Written request » How many lines in the entries below contain the word "ridge"? Reply with the number alone.

§ §

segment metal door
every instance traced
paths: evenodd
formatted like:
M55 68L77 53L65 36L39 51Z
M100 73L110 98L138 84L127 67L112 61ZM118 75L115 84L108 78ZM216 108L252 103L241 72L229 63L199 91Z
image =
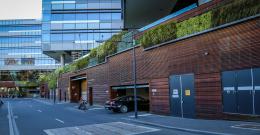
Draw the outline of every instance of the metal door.
M170 99L173 116L195 116L194 75L170 76Z
M223 111L237 113L236 72L222 73Z
M195 117L194 75L181 76L183 117Z
M173 116L182 117L180 76L170 76L170 104Z
M253 70L254 78L254 110L256 115L260 115L260 68Z
M237 71L238 113L253 114L252 70Z

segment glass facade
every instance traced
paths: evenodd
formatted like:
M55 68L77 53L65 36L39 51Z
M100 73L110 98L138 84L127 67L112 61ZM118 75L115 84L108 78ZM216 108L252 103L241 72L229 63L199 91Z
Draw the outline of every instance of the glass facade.
M0 20L0 81L28 81L56 63L42 53L40 20Z
M121 0L43 0L42 19L44 53L64 52L72 59L123 28Z

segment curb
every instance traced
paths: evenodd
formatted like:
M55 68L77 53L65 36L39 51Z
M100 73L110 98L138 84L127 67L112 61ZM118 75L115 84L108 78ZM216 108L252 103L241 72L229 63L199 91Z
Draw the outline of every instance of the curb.
M139 123L139 124L144 124L144 125L147 125L147 126L155 126L155 127L160 127L160 128L189 132L189 133L198 133L198 134L203 134L203 135L232 135L232 134L228 134L228 133L218 133L218 132L211 132L211 131L202 131L202 130L197 130L197 129L188 129L188 128L165 126L165 125L151 123L151 122L145 122L145 121L141 121L141 120L127 119L127 118L122 118L122 119L132 121L132 122L135 122L135 123Z

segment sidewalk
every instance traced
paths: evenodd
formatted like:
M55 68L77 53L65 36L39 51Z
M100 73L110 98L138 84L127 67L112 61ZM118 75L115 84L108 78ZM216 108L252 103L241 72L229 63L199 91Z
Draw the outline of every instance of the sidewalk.
M79 103L71 103L69 101L65 102L65 101L56 100L56 102L54 104L53 99L33 98L33 100L40 102L40 103L43 103L43 104L47 104L47 105L64 105L64 106L76 108L76 109L79 106ZM88 107L88 110L95 110L95 109L99 109L99 108L102 108L102 109L104 108L103 106L100 106L100 105L92 105L92 106L87 105L87 107Z
M226 120L187 119L172 116L144 115L126 120L158 126L173 130L180 130L209 135L260 135L260 123Z

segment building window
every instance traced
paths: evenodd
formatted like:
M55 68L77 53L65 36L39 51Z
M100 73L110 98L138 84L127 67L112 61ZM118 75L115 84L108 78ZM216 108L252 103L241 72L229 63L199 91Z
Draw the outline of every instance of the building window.
M51 9L60 10L60 9L63 9L63 5L62 4L52 4Z

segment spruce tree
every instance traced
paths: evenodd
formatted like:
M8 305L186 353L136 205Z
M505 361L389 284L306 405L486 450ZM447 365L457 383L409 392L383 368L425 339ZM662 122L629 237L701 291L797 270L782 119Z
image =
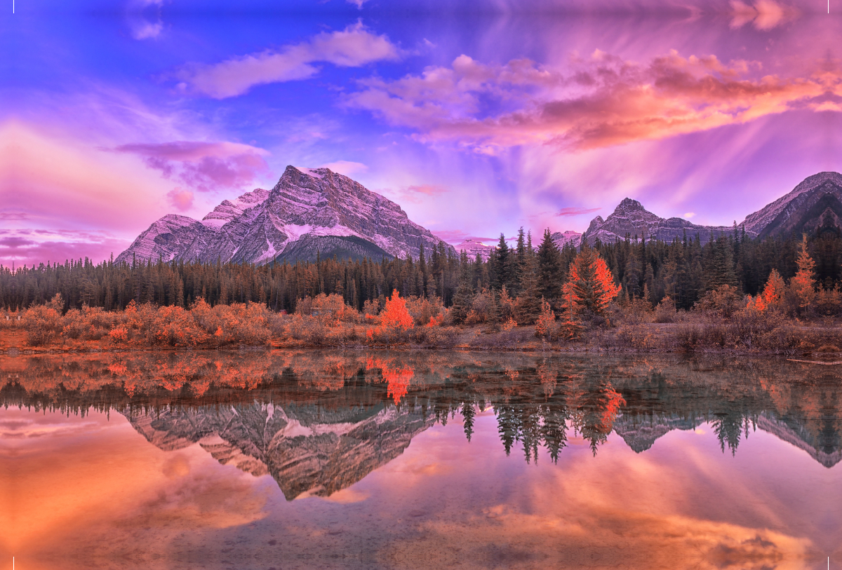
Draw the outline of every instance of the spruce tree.
M493 288L499 291L505 285L509 287L509 271L511 261L509 261L509 245L506 245L506 238L501 233L500 242L497 245L497 250L492 254L494 256L494 282Z
M561 295L562 284L561 253L547 229L538 248L539 294L552 303L552 299Z
M520 294L518 296L518 323L521 325L533 325L541 314L537 270L536 256L527 255L520 276Z
M450 307L450 318L456 325L461 325L465 322L465 319L471 310L471 304L473 302L470 266L468 264L467 254L464 251L461 252L460 267L459 287L453 296L453 306Z

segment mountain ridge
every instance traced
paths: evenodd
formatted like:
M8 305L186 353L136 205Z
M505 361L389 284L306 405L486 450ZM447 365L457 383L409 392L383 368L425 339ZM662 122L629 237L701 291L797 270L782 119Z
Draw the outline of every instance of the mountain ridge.
M132 259L265 264L418 257L421 247L452 245L411 221L401 207L328 168L289 166L271 190L223 200L202 220L168 214L153 222L118 262Z

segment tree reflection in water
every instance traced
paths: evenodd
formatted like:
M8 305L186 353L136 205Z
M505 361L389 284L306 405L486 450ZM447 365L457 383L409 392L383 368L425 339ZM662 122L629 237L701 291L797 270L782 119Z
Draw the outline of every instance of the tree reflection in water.
M205 441L219 461L271 472L293 496L344 488L457 414L470 441L477 413L488 409L505 453L520 447L528 463L541 449L558 462L570 433L594 455L612 431L641 452L672 430L704 422L723 452L735 454L760 427L825 466L842 459L836 376L773 360L151 352L3 357L0 371L3 406L116 411L156 445ZM275 436L293 425L306 437ZM221 441L206 443L211 434ZM370 461L349 457L366 446ZM328 459L315 462L312 472L283 472L290 457L319 453ZM349 474L328 466L338 461L356 461L359 468ZM317 476L331 469L340 483ZM291 478L281 483L285 477Z

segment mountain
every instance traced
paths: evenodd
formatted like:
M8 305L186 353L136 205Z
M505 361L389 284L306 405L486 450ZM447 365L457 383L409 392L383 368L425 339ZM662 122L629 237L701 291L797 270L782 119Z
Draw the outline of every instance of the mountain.
M328 168L287 166L271 190L224 200L201 221L161 218L116 261L264 264L315 261L317 253L323 258L418 258L422 245L429 251L442 244L397 203L348 177Z
M625 240L628 235L632 238L646 237L647 240L661 240L672 241L678 238L681 240L686 233L692 238L696 234L701 237L702 242L711 240L711 236L719 237L722 235L733 234L733 228L717 225L696 225L681 218L659 218L632 198L625 198L615 208L614 212L605 219L597 216L590 222L590 225L582 234L582 241L587 240L593 245L596 240L603 243L613 243L618 240ZM757 234L746 228L746 234L754 237Z
M760 237L801 234L820 225L842 225L842 174L819 172L805 178L792 192L749 214L746 233Z
M810 233L823 226L835 230L842 226L842 174L818 172L807 177L788 194L749 214L738 225L741 231L745 229L746 235L761 238ZM681 218L659 218L637 200L626 198L607 219L594 218L582 239L591 244L597 239L613 242L625 239L628 234L672 241L686 233L688 237L698 234L705 242L711 235L718 237L733 232L733 227L696 225ZM556 235L561 234L553 234L553 237Z
M126 412L132 427L159 449L195 442L223 465L269 474L287 500L328 497L397 457L435 422L421 406L367 409L271 404Z

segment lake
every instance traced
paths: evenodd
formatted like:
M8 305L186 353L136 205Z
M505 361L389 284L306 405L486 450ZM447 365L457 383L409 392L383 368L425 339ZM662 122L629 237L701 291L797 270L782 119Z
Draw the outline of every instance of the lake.
M290 351L0 374L0 568L842 566L835 367Z

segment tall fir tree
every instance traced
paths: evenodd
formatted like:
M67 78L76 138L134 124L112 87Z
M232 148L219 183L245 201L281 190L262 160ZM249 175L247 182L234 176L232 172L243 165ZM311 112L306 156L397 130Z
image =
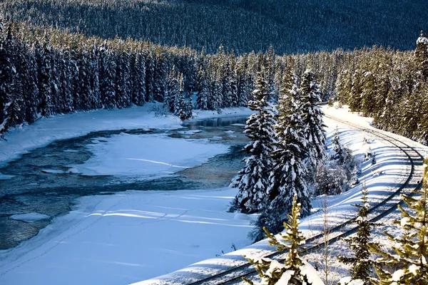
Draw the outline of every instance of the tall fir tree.
M323 113L317 103L321 101L321 90L316 76L311 70L305 71L300 84L302 120L307 140L308 168L310 176L314 177L317 167L325 163L326 138Z
M286 252L284 263L267 257L248 258L250 263L255 264L262 284L323 284L315 269L300 257L303 249L302 244L305 239L299 230L302 208L297 200L297 196L295 195L290 213L287 215L288 219L283 224L285 230L279 234L281 241L266 228L263 229L269 239L269 244L276 247L277 252ZM243 279L251 285L255 284L250 279Z
M369 244L372 252L382 256L374 264L377 277L371 280L375 285L428 284L428 157L424 160L423 168L422 188L414 190L412 196L401 195L407 209L398 204L402 219L394 224L401 227L404 234L398 237L384 232L395 252ZM396 270L390 272L381 264Z
M362 204L355 205L358 209L358 214L354 222L358 227L357 234L344 239L353 252L354 256L352 257L340 256L338 260L351 266L350 273L352 280L361 280L365 285L370 285L373 261L370 259L371 253L368 243L371 239L372 229L375 224L367 219L370 204L367 201L368 191L365 186L362 188Z
M185 120L188 115L184 100L184 79L181 73L178 74L178 92L174 98L174 115L182 120Z
M198 73L198 94L196 95L196 109L208 110L210 97L207 75L202 68Z
M416 41L414 50L414 61L417 64L417 71L420 72L424 80L428 78L428 38L421 34Z
M253 213L262 209L267 202L267 188L272 167L270 155L275 136L273 114L268 103L269 94L268 82L259 73L256 89L253 92L255 100L248 102L250 109L257 113L248 118L244 131L251 140L244 147L250 156L244 159L245 166L230 184L230 187L239 188L233 202L233 210Z
M297 81L297 78L295 78ZM300 91L297 82L291 90L282 89L282 104L275 125L277 142L272 152L272 168L268 187L268 202L255 222L251 233L255 240L263 238L263 227L270 232L280 232L282 222L292 207L292 197L297 195L302 215L310 212L311 204L306 177L307 168L303 160L307 157L307 140L300 117Z

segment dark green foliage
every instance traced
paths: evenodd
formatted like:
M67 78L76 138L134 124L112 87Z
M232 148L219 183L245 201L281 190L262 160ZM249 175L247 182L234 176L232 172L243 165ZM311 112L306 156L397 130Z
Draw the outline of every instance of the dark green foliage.
M382 256L377 260L379 263L375 264L377 278L372 279L375 285L428 284L428 157L423 167L422 189L414 190L412 196L402 195L407 209L398 205L402 219L394 223L401 227L404 234L399 237L384 232L395 252L385 252L377 244L369 244L372 252ZM394 266L397 270L391 273L382 264Z
M239 188L231 207L232 210L253 213L263 209L269 202L268 186L272 167L270 155L275 140L272 130L275 121L268 103L270 95L268 81L263 74L259 73L256 89L253 92L254 100L248 102L250 109L257 113L248 118L244 131L251 140L244 147L250 156L244 159L245 166L230 183L230 187Z
M288 219L283 223L285 230L284 232L279 234L281 237L281 241L278 241L274 234L271 234L266 228L263 228L267 237L269 239L269 244L276 247L277 252L286 252L287 255L283 264L269 258L248 258L248 261L255 264L255 269L262 279L261 284L274 285L281 279L285 272L290 274L290 279L287 283L289 284L311 284L312 283L309 281L308 279L315 281L314 283L322 284L319 279L317 280L317 276L316 276L317 274L315 270L311 272L315 273L315 275L313 274L310 274L310 277L306 275L308 270L302 270L302 266L310 267L310 265L300 256L300 253L303 249L302 244L305 239L299 230L299 219L301 209L300 204L297 202L297 197L295 195L292 200L291 212L287 215ZM246 278L243 279L247 283L251 285L254 284L252 281ZM284 281L284 280L282 281Z
M425 4L422 0L4 0L0 11L17 21L103 38L132 37L208 53L215 52L219 43L239 53L268 51L272 45L282 55L374 44L412 48L414 35L427 27L427 11L421 9Z
M354 256L352 257L340 256L338 256L338 260L351 266L350 273L352 280L360 279L363 281L365 284L369 285L373 261L370 259L371 254L367 244L370 242L371 232L375 224L367 219L370 209L367 189L365 187L362 192L362 204L355 204L358 209L358 215L355 221L358 226L357 234L345 239L345 242L353 252Z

§ §

Final result » 2